** Opening SOURCE EXTRACT block **

Introduced by: Ian Carter - Director of Research and Enterprise

 Open Access Week 2012

Set the Default to Open Access

22nd, 23rd, 24th, 25th October

A series of drop-ins sessions were organised around campus for Sussex researchers to find out more about adding their research to Sussex Research Online and the article processing charges for Gold OA journals.

 Open Access Week 2011

An Introduction to Open Access Publishing: Social Sciences, Humanities and Sciences

25th October

This session provided an introduction to Open Access publishing from both a researcher and publisher perspective.

 In this session we explored:

  • the rationale for Open Access
  • the current state of the field
  • tools that are available for those seeking to edit and establish new journals
  • researcher and publisher funding opportunities, particularly in light of author-pays models

Speaker: Martin Eve - Doctoral researcher and founding editor of the Open Access journals, Excursions and Orbit

Practical Tips for Open Access Publishing in the Social Sciences and Humanities

26th October

With the announcement of SAGE Open last November and its launch this Spring, SAGE was the first major publisher to offer a new platform to support open access publishing in the social and behavioural sciences and the humanities.

 In this session we explored:

  • how ready the social sciences are for OA
  • the future of OA as a sustainable business model
  • where, how and if ‘author pays’ can be funded in the social sciences compared to STM
  • the future of the single article entity and its platform as the primary means of disseminating and creating scholarly knowledge

Speakers:

David Ross - Journals publisher, engineering, SAGE

Lucy Robinson - Journals publisher, social science, SAGE

 Open Access Week 2010

Maximise your Research Impact: Engaging with Open Access Publishing - Science and Medicine

18th October

This seminar provided an opportunity for researchers across the sciences to discuss the impact of open access upon their own research, the different options for making research outputs open access, and the advantages and disadvantages of doing so.

Speakers:

Carrie Calder - Head of Marketing, BioMed Central - Open access publishing: The current landscape
Antony Lewis - Lecturer in Physics and Mathematics and RIOJA Steering Group member - Should we abolish journals?
Kitty Inglis - University Librarian - Sussex Research Online: An update

Maximise your Research Impact: Engaging with Open Access Publishing - Humanities and Social Sciences [presentation slides available]

20th October

This seminar provided an opportunity for researchers across the humanities and social sciences to discuss the impact of open access upon their own research, the different options for making research outputs open access, and the advantages and disadvantages of doing so.

** Closing SOURCE EXTRACT block **

EXERCISES TO COMPLETE:
A. Summarize the Open Access Week listing in two sentences.
B. Decide whether each statement agrees with the Open Access Week listing, answering yes or no and quoting the words that settle it: (i) The 2012 drop-in sessions ran on four days in October. (ii) SAGE Open was launched in the autumn. (iii) Presentation slides are available for the 2010 seminar for the humanities and social sciences.
C. Resume the Open Access Week listing after its final sentence.

** Opening EXCERPTED DATA block **

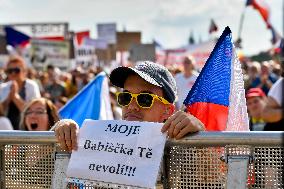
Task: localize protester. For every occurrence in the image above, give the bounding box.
[0,103,13,130]
[246,88,267,131]
[175,56,198,109]
[262,77,284,131]
[45,68,66,102]
[52,61,204,151]
[0,56,40,130]
[20,98,59,131]
[251,61,277,94]
[54,96,68,110]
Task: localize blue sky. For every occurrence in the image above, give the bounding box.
[0,0,284,55]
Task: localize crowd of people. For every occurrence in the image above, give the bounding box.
[0,56,284,131]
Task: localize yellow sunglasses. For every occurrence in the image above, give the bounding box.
[116,92,170,108]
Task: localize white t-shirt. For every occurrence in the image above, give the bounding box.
[0,79,40,102]
[0,116,13,130]
[175,72,198,109]
[268,78,284,107]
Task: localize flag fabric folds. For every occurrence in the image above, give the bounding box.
[209,19,218,33]
[59,72,113,127]
[4,26,30,47]
[184,27,249,131]
[246,0,271,28]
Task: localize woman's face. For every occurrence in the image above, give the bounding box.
[25,101,49,131]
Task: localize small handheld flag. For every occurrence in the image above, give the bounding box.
[184,27,249,131]
[59,72,113,127]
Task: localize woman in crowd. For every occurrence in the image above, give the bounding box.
[246,88,267,131]
[20,98,59,131]
[0,103,13,130]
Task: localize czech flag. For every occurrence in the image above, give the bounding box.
[209,19,218,33]
[246,0,271,28]
[59,72,113,127]
[184,27,249,131]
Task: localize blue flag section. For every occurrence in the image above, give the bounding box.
[59,72,113,127]
[5,26,30,47]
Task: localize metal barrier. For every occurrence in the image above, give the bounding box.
[0,131,284,189]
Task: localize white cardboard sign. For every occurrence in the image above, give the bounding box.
[67,120,166,188]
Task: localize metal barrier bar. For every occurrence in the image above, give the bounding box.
[0,131,284,189]
[0,131,284,147]
[0,144,5,189]
[226,155,250,189]
[166,131,284,147]
[0,131,56,144]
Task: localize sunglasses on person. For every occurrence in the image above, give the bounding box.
[6,67,21,74]
[115,92,170,108]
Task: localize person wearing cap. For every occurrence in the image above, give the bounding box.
[52,61,204,151]
[246,88,267,131]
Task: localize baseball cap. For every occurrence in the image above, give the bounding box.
[110,61,177,103]
[246,88,266,98]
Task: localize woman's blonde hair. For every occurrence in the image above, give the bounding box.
[20,98,59,130]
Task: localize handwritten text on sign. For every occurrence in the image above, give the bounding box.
[67,120,166,188]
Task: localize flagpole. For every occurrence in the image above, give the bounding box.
[238,6,246,40]
[282,0,284,37]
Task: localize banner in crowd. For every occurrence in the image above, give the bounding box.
[67,120,166,188]
[75,45,96,67]
[1,22,68,39]
[97,23,116,44]
[31,39,70,70]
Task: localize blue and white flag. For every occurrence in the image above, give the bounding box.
[59,72,113,127]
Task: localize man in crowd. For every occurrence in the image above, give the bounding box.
[53,61,204,151]
[175,56,198,109]
[0,56,40,130]
[246,88,267,131]
[262,77,284,131]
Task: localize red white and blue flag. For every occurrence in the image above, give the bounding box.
[246,0,271,28]
[184,27,249,131]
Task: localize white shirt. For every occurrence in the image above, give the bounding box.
[0,79,40,102]
[268,78,284,107]
[175,72,198,109]
[0,116,13,130]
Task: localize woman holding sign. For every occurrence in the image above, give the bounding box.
[52,61,204,151]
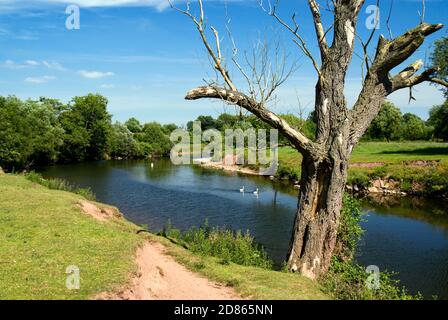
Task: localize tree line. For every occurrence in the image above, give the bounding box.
[0,94,177,171]
[0,94,448,171]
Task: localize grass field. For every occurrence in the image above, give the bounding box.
[152,236,331,300]
[0,174,141,300]
[0,174,329,300]
[277,142,448,193]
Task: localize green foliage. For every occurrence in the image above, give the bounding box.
[428,100,448,141]
[59,94,111,162]
[135,122,173,155]
[335,194,364,260]
[0,96,63,171]
[347,170,370,188]
[162,220,273,269]
[431,37,448,97]
[25,171,96,201]
[400,113,434,141]
[109,122,141,159]
[321,258,422,300]
[124,118,143,133]
[366,102,403,141]
[320,195,421,300]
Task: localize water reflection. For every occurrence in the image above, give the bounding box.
[42,159,448,298]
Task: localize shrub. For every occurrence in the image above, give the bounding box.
[25,171,96,201]
[162,220,273,269]
[320,195,422,300]
[321,257,422,300]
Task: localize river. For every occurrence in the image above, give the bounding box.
[41,159,448,299]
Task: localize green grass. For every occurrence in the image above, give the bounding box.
[0,174,142,300]
[0,174,329,300]
[277,142,448,194]
[161,220,273,269]
[350,141,448,164]
[147,236,331,300]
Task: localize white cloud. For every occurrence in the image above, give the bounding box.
[3,59,66,71]
[78,70,114,79]
[0,0,169,11]
[42,60,65,71]
[101,83,115,89]
[25,76,56,84]
[24,60,40,66]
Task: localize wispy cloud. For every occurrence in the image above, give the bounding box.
[78,70,114,79]
[101,83,115,89]
[2,59,66,71]
[0,0,169,11]
[42,60,66,71]
[25,76,56,84]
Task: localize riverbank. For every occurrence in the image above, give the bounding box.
[201,142,448,199]
[0,174,329,299]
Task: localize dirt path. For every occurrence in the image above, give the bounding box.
[97,243,241,300]
[78,201,241,300]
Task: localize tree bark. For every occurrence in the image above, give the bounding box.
[176,0,448,279]
[288,152,347,279]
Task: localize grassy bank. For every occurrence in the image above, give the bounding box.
[277,142,448,194]
[0,174,329,299]
[0,174,142,299]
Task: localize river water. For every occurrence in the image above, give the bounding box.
[42,159,448,299]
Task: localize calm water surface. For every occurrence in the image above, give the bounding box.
[42,159,448,299]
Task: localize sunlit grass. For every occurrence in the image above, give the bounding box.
[0,175,141,299]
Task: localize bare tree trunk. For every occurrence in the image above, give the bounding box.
[177,0,448,279]
[288,150,347,279]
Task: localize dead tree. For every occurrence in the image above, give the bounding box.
[173,0,446,279]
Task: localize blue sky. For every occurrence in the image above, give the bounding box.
[0,0,448,124]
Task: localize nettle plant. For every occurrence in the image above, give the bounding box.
[171,0,447,279]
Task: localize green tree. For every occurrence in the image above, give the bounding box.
[109,122,141,159]
[366,102,403,142]
[135,122,172,155]
[162,123,177,136]
[124,118,143,133]
[401,113,432,140]
[59,94,111,162]
[431,37,448,97]
[0,96,64,170]
[428,100,448,141]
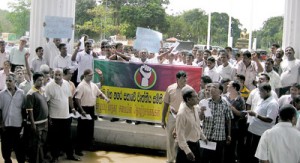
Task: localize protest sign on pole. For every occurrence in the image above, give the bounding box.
[44,16,73,38]
[133,27,162,53]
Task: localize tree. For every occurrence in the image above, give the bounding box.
[7,0,31,36]
[253,16,283,49]
[75,0,97,37]
[121,1,169,37]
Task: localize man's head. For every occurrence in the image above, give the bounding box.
[35,46,44,58]
[243,51,251,66]
[258,73,270,85]
[3,60,11,71]
[227,80,241,92]
[210,82,223,99]
[290,83,300,98]
[186,53,194,65]
[63,68,73,81]
[58,43,67,56]
[176,71,187,88]
[221,78,230,94]
[32,72,44,89]
[218,50,229,64]
[200,75,212,89]
[206,56,216,70]
[265,58,274,72]
[83,69,94,82]
[116,43,123,52]
[84,41,93,54]
[54,68,63,84]
[19,37,27,47]
[258,83,272,99]
[279,104,297,125]
[0,40,5,52]
[271,44,280,54]
[181,87,199,106]
[53,38,61,48]
[6,73,16,90]
[285,46,295,60]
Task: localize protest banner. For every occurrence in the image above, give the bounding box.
[44,16,73,38]
[94,60,202,123]
[133,27,162,53]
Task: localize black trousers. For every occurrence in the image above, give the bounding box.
[176,141,201,163]
[1,127,25,163]
[246,131,260,163]
[76,106,95,151]
[24,121,48,163]
[48,118,74,158]
[201,140,226,163]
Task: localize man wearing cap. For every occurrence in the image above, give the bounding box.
[9,37,28,72]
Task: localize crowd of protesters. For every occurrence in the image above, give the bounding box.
[0,35,300,163]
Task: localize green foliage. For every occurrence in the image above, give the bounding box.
[0,9,13,33]
[120,1,168,38]
[7,0,31,36]
[253,16,283,49]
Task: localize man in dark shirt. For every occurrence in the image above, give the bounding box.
[25,73,48,162]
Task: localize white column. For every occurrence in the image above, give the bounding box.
[282,0,300,59]
[29,0,76,60]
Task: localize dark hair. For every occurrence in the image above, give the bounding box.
[207,56,216,63]
[243,50,251,58]
[266,58,274,65]
[225,46,232,51]
[279,104,297,121]
[176,71,186,79]
[58,43,66,50]
[84,41,92,47]
[285,46,295,53]
[63,67,71,75]
[236,74,246,81]
[204,49,211,56]
[201,75,212,84]
[181,87,194,102]
[32,72,44,82]
[291,83,300,89]
[221,78,230,85]
[260,73,270,81]
[232,80,241,92]
[272,43,280,49]
[258,83,272,92]
[116,43,123,49]
[212,82,224,93]
[218,50,229,58]
[83,69,93,76]
[35,46,43,53]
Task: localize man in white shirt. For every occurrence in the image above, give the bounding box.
[53,43,76,71]
[278,83,300,107]
[176,87,207,163]
[264,58,282,94]
[0,40,9,70]
[45,69,80,162]
[246,74,278,111]
[217,50,236,80]
[246,83,279,163]
[255,104,300,163]
[9,37,28,72]
[237,51,263,91]
[203,56,220,82]
[44,38,61,68]
[71,41,98,83]
[280,46,300,95]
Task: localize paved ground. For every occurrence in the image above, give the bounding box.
[4,144,166,163]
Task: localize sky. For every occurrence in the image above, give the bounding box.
[0,0,285,30]
[167,0,285,30]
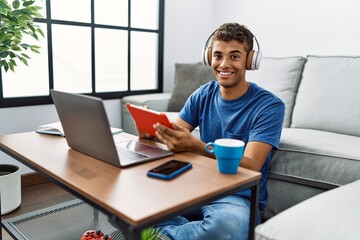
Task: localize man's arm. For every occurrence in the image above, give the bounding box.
[154,117,273,171]
[240,142,273,172]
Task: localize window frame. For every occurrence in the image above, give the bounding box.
[0,0,165,108]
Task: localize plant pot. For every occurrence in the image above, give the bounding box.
[0,164,21,215]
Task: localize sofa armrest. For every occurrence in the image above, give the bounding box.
[121,93,171,135]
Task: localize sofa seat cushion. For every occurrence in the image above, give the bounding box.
[269,128,360,189]
[255,180,360,240]
[246,57,306,127]
[291,56,360,137]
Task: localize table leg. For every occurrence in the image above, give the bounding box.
[249,183,259,240]
[0,191,2,240]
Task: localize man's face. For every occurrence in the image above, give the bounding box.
[211,40,247,88]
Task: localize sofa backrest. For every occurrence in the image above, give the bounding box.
[168,62,215,112]
[291,56,360,136]
[168,57,306,127]
[246,57,306,127]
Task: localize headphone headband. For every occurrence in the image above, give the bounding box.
[201,29,262,70]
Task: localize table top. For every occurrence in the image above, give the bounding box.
[0,132,261,226]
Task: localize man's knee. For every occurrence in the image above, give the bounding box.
[209,208,249,240]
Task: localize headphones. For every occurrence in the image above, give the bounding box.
[201,29,262,70]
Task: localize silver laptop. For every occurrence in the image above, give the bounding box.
[51,90,173,167]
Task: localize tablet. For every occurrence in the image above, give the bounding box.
[126,103,173,136]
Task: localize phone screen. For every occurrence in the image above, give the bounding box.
[149,160,190,175]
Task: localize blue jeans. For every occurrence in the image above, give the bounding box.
[156,195,261,240]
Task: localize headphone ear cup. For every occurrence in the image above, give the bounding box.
[251,51,262,70]
[246,49,256,70]
[201,47,211,66]
[206,47,212,66]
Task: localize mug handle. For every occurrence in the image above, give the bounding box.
[205,142,215,153]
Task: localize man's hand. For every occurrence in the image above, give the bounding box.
[154,122,202,152]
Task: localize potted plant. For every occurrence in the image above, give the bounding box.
[0,0,44,72]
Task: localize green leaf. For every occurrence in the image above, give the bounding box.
[0,51,9,58]
[13,0,20,9]
[31,48,40,53]
[21,53,30,59]
[3,39,12,46]
[23,1,35,7]
[9,60,15,72]
[4,61,9,72]
[36,28,45,37]
[20,43,31,50]
[20,58,29,66]
[0,1,10,15]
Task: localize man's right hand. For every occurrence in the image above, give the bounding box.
[134,105,154,139]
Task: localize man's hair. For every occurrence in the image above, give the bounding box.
[211,23,254,52]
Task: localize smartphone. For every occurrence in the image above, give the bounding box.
[147,159,192,180]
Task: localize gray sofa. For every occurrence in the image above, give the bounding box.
[122,56,360,219]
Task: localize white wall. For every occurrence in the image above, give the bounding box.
[164,0,216,92]
[214,0,360,57]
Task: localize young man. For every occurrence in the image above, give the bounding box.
[139,23,285,240]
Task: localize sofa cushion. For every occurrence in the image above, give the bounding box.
[291,56,360,136]
[269,128,360,189]
[246,57,306,127]
[168,62,215,112]
[255,180,360,240]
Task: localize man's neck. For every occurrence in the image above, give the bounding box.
[220,80,250,100]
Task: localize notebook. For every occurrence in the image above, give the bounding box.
[50,90,173,167]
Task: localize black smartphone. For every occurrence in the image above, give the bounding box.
[147,159,192,180]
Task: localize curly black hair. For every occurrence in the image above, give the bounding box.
[211,23,254,52]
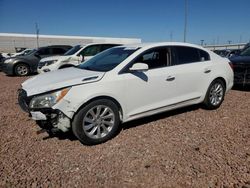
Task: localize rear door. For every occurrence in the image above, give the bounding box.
[168,46,213,101]
[120,47,176,118]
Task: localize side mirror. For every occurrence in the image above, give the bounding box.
[79,55,84,62]
[129,63,148,72]
[34,52,41,59]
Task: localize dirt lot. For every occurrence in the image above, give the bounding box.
[0,72,250,187]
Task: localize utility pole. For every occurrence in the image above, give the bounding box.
[201,39,204,46]
[170,31,173,42]
[35,23,39,48]
[184,0,188,42]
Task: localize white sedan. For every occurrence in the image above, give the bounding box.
[19,43,233,145]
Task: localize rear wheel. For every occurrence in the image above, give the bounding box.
[204,79,226,110]
[14,63,30,76]
[72,99,120,145]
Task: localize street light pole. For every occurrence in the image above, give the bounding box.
[184,0,188,42]
[36,23,39,48]
[201,39,204,46]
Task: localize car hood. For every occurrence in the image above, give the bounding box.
[22,67,105,96]
[229,56,250,63]
[40,55,70,62]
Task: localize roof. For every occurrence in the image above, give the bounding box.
[0,33,141,42]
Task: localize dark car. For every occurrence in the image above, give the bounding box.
[2,45,72,76]
[229,46,250,86]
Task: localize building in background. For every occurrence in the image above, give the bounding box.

** Closing EXCERPTED DATA block **

ANSWERS TO THE EXERCISES:
A. The Open Access Week listing, introduced by Ian Carter, Director of Research and Enterprise, covers events from 2010, 2011 and 2012. In 2012, drop-in sessions around campus let Sussex researchers learn more about adding their research to Sussex Research Online and about article processing charges for Gold OA journals, while the 2011 sessions introduced Open Access publishing and gave practical tips for the social sciences and humanities, and the 2010 seminars let researchers in the sciences and in the humanities and social sciences discuss the impact of open access on their work.

B.
(i) Yes: "22nd, 23rd, 24th, 25th October"
(ii) No: "With the announcement of SAGE Open last November and its launch this Spring"
(iii) Yes: "Humanities and Social Sciences [presentation slides available]"

C.
Speakers:

Jonathan Connor - Digital Content Manager, ESRC - Open Access from a funder's perspective
Martin Eve - Doctoral Student in English and Chief Editor of Excursions - Open Access for the Humanities
Kitty Inglis - University Librarian - Sussex Research Online: An update

Getting Research Published: A BioMed Central Workshop on Publishing in Open Access Journals

18th October

This workshop was an excellent opportunity to learn how to increase the impact of your research through Open Access publishing and covered:

  • Critically assessing your results in the context of current literature 
  • Choosing the right journal 
  • Understanding the peer review process
  • Preparing a 'good' manuscript 
  • The appeal process

Workshop leader: Jo Appleford - Editorial Manager, BMC-series Journals, BioMed Central

Supporting Researchers with Open Access

20th October

A session about the issues involved with open access and what it means for research. This informal afternoon session consisted of a series of short presentations covering the open access publishing model, Sussex Research Online and e-theses, and provided an opportunity to discuss the issues with other staff supporting researchers from around campus.

Speakers:
Joanna Ball & Jane Harvell - Open Access to Scholarly Information: An introduction
Chris Keene - Introduction to Sussex Research Online
Annette Moore - Issues around the submission of electronic theses

These events were organised by the Library's Research Support Section.